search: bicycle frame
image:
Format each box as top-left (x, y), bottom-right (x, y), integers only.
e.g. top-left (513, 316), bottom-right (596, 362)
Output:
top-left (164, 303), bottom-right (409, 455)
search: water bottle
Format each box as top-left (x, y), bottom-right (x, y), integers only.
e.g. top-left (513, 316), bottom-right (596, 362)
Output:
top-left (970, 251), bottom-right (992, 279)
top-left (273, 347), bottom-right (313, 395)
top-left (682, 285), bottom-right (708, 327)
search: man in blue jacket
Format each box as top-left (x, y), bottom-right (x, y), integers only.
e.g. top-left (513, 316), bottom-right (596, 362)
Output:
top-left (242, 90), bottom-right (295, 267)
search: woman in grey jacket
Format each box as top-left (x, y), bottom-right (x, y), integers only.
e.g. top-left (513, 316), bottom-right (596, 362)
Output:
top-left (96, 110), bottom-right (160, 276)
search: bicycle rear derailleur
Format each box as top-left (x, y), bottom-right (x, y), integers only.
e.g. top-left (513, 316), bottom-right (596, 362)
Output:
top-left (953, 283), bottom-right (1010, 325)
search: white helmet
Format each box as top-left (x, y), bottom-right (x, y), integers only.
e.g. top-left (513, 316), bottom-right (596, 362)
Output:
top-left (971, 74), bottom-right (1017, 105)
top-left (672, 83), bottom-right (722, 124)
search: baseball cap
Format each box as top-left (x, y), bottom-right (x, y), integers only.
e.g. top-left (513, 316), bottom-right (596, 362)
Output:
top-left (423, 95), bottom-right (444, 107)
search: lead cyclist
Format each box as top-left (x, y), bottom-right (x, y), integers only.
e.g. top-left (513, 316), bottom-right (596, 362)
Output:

■ **TASK TO CARRY OUT**: Reproduce the stretch of lines above, from the line containing "search: man in blue jacket" through the last line, requests included, and shift each box coordinate in the answers by adding 118 to it.

■ **OUTPUT OF THE TASK**:
search: man in blue jacket
Format each box as top-left (x, y), bottom-right (x, y), integers only.
e.g. top-left (513, 316), bottom-right (596, 362)
Output:
top-left (360, 208), bottom-right (413, 385)
search: woman in grey jacket
Format each box as top-left (x, y), bottom-right (x, y), integers only.
e.g. top-left (513, 316), bottom-right (596, 362)
Output:
top-left (214, 228), bottom-right (278, 394)
search: bicycle rear derailleur
Format each box as top-left (x, y), bottom-right (x, y), integers only.
e.g. top-left (513, 316), bottom-right (596, 362)
Output:
top-left (1071, 401), bottom-right (1128, 443)
search: white helmet
Format each box as top-left (x, y), bottom-right (x, y), integers only.
e.g. top-left (513, 316), bottom-right (596, 362)
Output:
top-left (1089, 192), bottom-right (1135, 223)
top-left (790, 201), bottom-right (840, 242)
search: baseball cap
Format each box as top-left (x, y), bottom-right (x, y), integers only.
e.g. top-left (513, 316), bottom-right (596, 362)
Output:
top-left (541, 213), bottom-right (562, 225)
search: lead cyclist
Format each box as top-left (x, y), bottom-right (x, y), integers only.
e.g. top-left (513, 316), bottom-right (596, 362)
Output:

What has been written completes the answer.